Document excerpt:
------------------------------

Now, here's the rub: What if the user has no clue? Perhaps they are new to programming and simply don't know where to begin or how to think about the problem before them.

Then we should show them the door, and invite them to return once they have obtained a clue.

Don't get me wrong, I think on the whole we could be significantly nicer about how we show them the door. I have no qualms with solutions on how we could be "friendlier" in that regard. But I can't envision a world in which we need to invite more easily-googlable questions from students who just fired up their first python interpreter this week. That makes the site worse, not better.

In fact I want to quote something that I put into a comment to another thread.

Honestly everything is summed up for me as: "have you run a few queries through google first?" The internet is a far different place than it was five years ago, in no small part thanks to the vast archive of very good SO Q+A threads. It continually surprises me how bad of a query I can throw at google and still have my exact answer returned in the form of an SO thread. So like you say, questions that add value to the corpus of programming knowledge are great, but we (and by extension, google) have covered the hell out of the "easy stuff" at this point.

Here's the thing. Users "without a clue" need way more help than we can reasonably give them. The user who asks:

title: python class strings2.py exercise E

can you explain why this code is checking for -1?

(some code that uses str.find)

------------------------------

Request:
Reproduce the post on beginner programming questions in full, word for word, keeping its line breaks.

Dataset section:

------------------------------

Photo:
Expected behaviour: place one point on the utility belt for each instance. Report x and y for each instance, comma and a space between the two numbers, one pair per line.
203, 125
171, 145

------------------------------

Exercise result:
Now, here's the rub: What if the user has no clue? Perhaps they are new to programming and simply don't know where to begin or how to think about the problem before them.

Then we should show them the door, and invite them to return once they have obtained a clue.

Don't get me wrong, I think on the whole we could be significantly nicer about how we show them the door. I have no qualms with solutions on how we could be "friendlier" in that regard. But I can't envision a world in which we need to invite more easily-googlable questions from students who just fired up their first python interpreter this week. That makes the site worse, not better.

In fact I want to quote something that I put into a comment to another thread.

Honestly everything is summed up for me as: "have you run a few queries through google first?" The internet is a far different place than it was five years ago, in no small part thanks to the vast archive of very good SO Q+A threads. It continually surprises me how bad of a query I can throw at google and still have my exact answer returned in the form of an SO thread. So like you say, questions that add value to the corpus of programming knowledge are great, but we (and by extension, google) have covered the hell out of the "easy stuff" at this point.

Here's the thing. Users "without a clue" need way more help than we can reasonably give them. The user who asks:

title: python class strings2.py exercise E

can you explain why this code is checking for -1?

(some code that uses str.find)